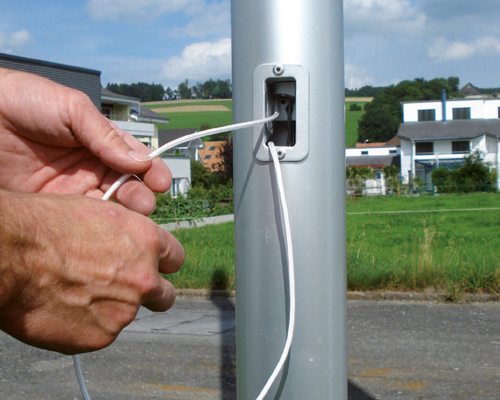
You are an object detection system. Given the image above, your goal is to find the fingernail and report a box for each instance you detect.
[128,150,151,161]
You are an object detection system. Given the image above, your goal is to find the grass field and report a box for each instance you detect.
[167,193,500,299]
[143,99,366,147]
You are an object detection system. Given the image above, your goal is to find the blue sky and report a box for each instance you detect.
[0,0,500,88]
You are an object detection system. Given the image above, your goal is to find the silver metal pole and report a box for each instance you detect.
[232,0,347,400]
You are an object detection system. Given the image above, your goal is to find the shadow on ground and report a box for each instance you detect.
[210,269,375,400]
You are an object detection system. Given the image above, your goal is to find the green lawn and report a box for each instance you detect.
[146,100,364,147]
[166,193,500,298]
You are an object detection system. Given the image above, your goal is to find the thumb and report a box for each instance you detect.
[69,96,152,174]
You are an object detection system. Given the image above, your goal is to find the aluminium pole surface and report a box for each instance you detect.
[232,0,347,400]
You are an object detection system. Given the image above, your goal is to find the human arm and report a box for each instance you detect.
[0,69,184,354]
[0,68,171,214]
[0,191,184,354]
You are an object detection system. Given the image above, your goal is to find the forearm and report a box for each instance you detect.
[0,189,31,314]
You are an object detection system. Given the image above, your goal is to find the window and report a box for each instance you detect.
[451,140,470,154]
[415,142,434,154]
[418,110,436,122]
[101,103,114,120]
[453,107,470,119]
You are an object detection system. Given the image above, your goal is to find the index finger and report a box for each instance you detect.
[158,227,185,274]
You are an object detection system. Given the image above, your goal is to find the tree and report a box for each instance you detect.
[358,77,459,143]
[177,79,192,100]
[432,150,497,193]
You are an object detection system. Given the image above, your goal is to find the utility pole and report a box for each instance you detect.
[232,0,347,400]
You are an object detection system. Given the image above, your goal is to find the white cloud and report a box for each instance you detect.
[87,0,204,19]
[344,63,373,89]
[344,0,427,35]
[163,38,231,82]
[0,30,34,51]
[171,1,231,38]
[429,36,500,61]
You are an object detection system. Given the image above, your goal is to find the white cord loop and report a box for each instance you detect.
[102,112,279,200]
[73,112,279,400]
[257,142,295,400]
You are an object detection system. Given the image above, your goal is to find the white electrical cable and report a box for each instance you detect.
[102,112,279,200]
[257,142,295,400]
[73,112,279,400]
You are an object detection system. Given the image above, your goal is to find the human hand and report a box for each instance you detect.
[0,191,184,354]
[0,69,171,215]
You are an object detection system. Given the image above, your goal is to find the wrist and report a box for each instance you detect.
[0,190,34,314]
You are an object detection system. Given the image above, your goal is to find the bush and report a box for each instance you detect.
[432,150,497,193]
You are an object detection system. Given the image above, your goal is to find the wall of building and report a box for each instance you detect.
[403,99,500,122]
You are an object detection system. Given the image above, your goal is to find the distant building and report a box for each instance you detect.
[200,141,227,172]
[397,92,500,187]
[458,82,483,98]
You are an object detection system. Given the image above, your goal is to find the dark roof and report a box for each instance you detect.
[385,135,401,147]
[458,82,482,96]
[345,156,401,168]
[158,128,198,147]
[101,88,141,103]
[398,119,500,141]
[0,53,101,111]
[130,107,170,122]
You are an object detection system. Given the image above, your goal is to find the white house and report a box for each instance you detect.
[397,94,500,187]
[101,88,169,148]
[158,128,205,197]
[345,139,400,195]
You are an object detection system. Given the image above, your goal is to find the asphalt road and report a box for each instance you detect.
[0,298,500,400]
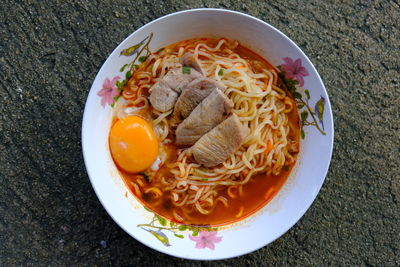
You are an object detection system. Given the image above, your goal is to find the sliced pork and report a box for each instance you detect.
[175,90,233,146]
[150,67,202,112]
[173,77,225,120]
[180,52,204,75]
[190,114,247,167]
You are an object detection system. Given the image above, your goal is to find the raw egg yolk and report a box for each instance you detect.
[110,116,158,173]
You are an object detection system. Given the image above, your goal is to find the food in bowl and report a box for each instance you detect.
[109,38,300,226]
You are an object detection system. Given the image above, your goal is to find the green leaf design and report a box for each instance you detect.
[138,56,147,63]
[192,230,199,236]
[119,64,129,72]
[293,92,301,99]
[156,215,167,226]
[301,110,308,123]
[125,70,132,80]
[304,89,310,100]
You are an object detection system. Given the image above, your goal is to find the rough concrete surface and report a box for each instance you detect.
[0,0,400,266]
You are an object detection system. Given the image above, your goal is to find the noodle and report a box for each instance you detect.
[116,36,298,222]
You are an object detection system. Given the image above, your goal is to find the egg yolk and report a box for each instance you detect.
[109,116,158,173]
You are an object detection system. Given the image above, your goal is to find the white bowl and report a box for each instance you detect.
[82,9,334,260]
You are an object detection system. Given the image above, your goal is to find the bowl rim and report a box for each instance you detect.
[81,8,335,261]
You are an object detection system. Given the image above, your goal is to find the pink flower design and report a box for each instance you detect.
[281,57,308,86]
[97,76,120,107]
[189,230,222,250]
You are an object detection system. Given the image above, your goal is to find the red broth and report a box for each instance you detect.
[111,38,300,226]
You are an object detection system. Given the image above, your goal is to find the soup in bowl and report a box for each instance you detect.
[82,9,333,259]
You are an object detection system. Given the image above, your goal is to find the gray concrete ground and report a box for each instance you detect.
[0,0,400,266]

• GIVEN INSTRUCTION
Return the whole listing above word for word, leaving out the pictures.

• PROBLEM SOLUTION
You are an object detection system. Given the image above, your goal is to find the fingernail and report a box for each instance you detect.
[128,150,151,161]
You are an object detection system. Given the image above, your goal is to find the grass field and report a box for each instance you detect.
[167,193,500,299]
[143,99,366,147]
You are an object detection system. Given the image above, your goal is to find the blue sky and report a box for each instance you detect.
[0,0,500,88]
You are an object detection system. Given the image above, your goal is to find the silver metal pole and report a box for each instance you detect.
[232,0,347,400]
You are an object detection system. Given the image above, your goal is to find the shadow on ground and report a box for each instance you detect.
[210,269,375,400]
You are an object detection system. Given the image above, your goal is to find the green lawn and report a box for each instance you detect.
[146,100,364,147]
[166,193,500,298]
You are an object detection system. Given the image above, your goal is to find the thumb and report a box for each instance you detect.
[69,96,152,174]
You are an object detection system. Given the image above, your goal is to find the aluminium pole surface and report a box for each instance you detect.
[232,0,347,400]
You are an object detection system. Given the image above, your goal is to find the human arm and report a box for each instance you detect.
[0,69,184,354]
[0,68,171,214]
[0,191,184,354]
You are an object detection system. Given the image above, your goal is to find the forearm and report a box for each instance you detect.
[0,189,31,314]
You are an object detection system. Given the image above, your goal is to find the window and report a box for each instance you detect.
[451,140,470,154]
[415,142,434,154]
[418,110,436,122]
[101,103,114,120]
[453,107,470,119]
You are an object detection system. Given the image above, your goal is to find the index finger and report a box for each instance you detect.
[158,227,185,274]
You are an object detection system. Given the image above, your goal is to find the tree and report a box for each instance you detect.
[358,77,459,143]
[177,79,192,100]
[432,150,497,193]
You are an object detection system. Given the image above, your goal is to find the utility pole and report a box for each instance you detect.
[232,0,347,400]
You are an object detection system. Given the image above, your goal is to find the white cloud and report a box for each instance you detect.
[87,0,204,19]
[344,63,373,89]
[344,0,427,35]
[163,38,231,82]
[0,30,34,51]
[171,1,231,38]
[429,36,500,61]
You are an object detection system. Given the image above, your goal is to find the white cord loop and report a box for each instance you detect.
[102,112,279,200]
[73,112,279,400]
[257,142,295,400]
You are an object detection system. Given the image above, your goal is to find the white electrical cable and report a box for each instance you detect.
[102,112,279,200]
[257,142,295,400]
[73,112,279,400]
You are an object detection system. Given the image above, your goal is to find the human hand and report a box for each instance you detect.
[0,191,184,354]
[0,69,171,215]
You are an object detection system. Given the image above, your goal is to find the wrist and report a box for each instance you detect.
[0,190,34,314]
You are an object detection system. Given the image above, your goal is to find the bush and report a box for each instance you detect.
[432,150,497,193]
You are an object detection system. Given the image above, your goal is to find the wall of building and report a box for each instance you detect.
[403,99,500,122]
You are an object detection system. Given the image above, your goal is to find the distant building and report a box for each instance you detect.
[200,141,227,172]
[397,92,500,187]
[458,82,483,98]
You are an object detection system. Given the image above, your goal is to find the dark roof and report a box for each instance you detect.
[385,135,401,147]
[458,82,482,96]
[345,156,401,168]
[158,128,198,147]
[101,88,141,103]
[398,119,500,141]
[0,53,101,111]
[130,107,170,122]
You are an object detection system. Given the image above, your goal is to find the white house and report a box for each instance you detect.
[397,94,500,187]
[101,88,169,148]
[158,128,205,197]
[345,139,400,195]
You are an object detection system. Given the image above, your goal is to find the asphalt road and report a box for each instance you detect.
[0,298,500,400]
You are an object detection system. Given the image above, your goal is to find the sliced pork and report a box for each instance you detect.
[175,90,233,146]
[150,67,202,112]
[173,77,225,120]
[180,52,204,75]
[190,114,247,167]
You are an object detection system. Given the image above, your goal is to find the raw egg yolk and report a box for each instance you detect.
[110,116,158,173]
You are an object detection system. Given the image above, your goal is to find the food in bowl and report a box for each instance you detect.
[109,38,300,226]
You are an object detection system. Given the image above, your goal is to find the green leaf design and report a box for each instance you detect.
[138,56,147,63]
[192,230,199,236]
[119,64,129,72]
[293,92,301,99]
[156,215,167,226]
[301,110,308,123]
[125,70,132,80]
[304,89,310,100]
You are an object detection system. Given the image above, your goal is to find the rough concrete surface and report a box for each instance you detect.
[0,0,400,266]
You are an object detection system. Given the image above, your goal is to find the noodle and report a box for each instance you detect.
[116,36,298,222]
You are an object detection system. Given the image above, your goal is to find the egg yolk and report a box for each instance you detect.
[109,116,158,173]
You are an object detection system. Given the image above, your goal is to find the white bowl and report a box for each instance you detect.
[82,9,334,260]
You are an object detection system. Given the image above, your goal is to find the bowl rim and report a box for each instance you detect.
[81,8,335,261]
You are an object detection system. Given the image above, your goal is to find the pink flower design and report a box for each instance you detect.
[281,57,308,86]
[97,76,120,107]
[189,230,222,250]
You are an object detection system. Given the image above, your goal is to find the red broth and report a box for each instance you detect.
[111,38,300,226]
You are an object detection system. Given the image above, your goal is to find the soup in bowl and report a box for each instance you detect.
[82,9,333,259]
You are an object detection system. Given the image above, your goal is to find the gray concrete ground and report a box for each instance you detect.
[0,0,400,266]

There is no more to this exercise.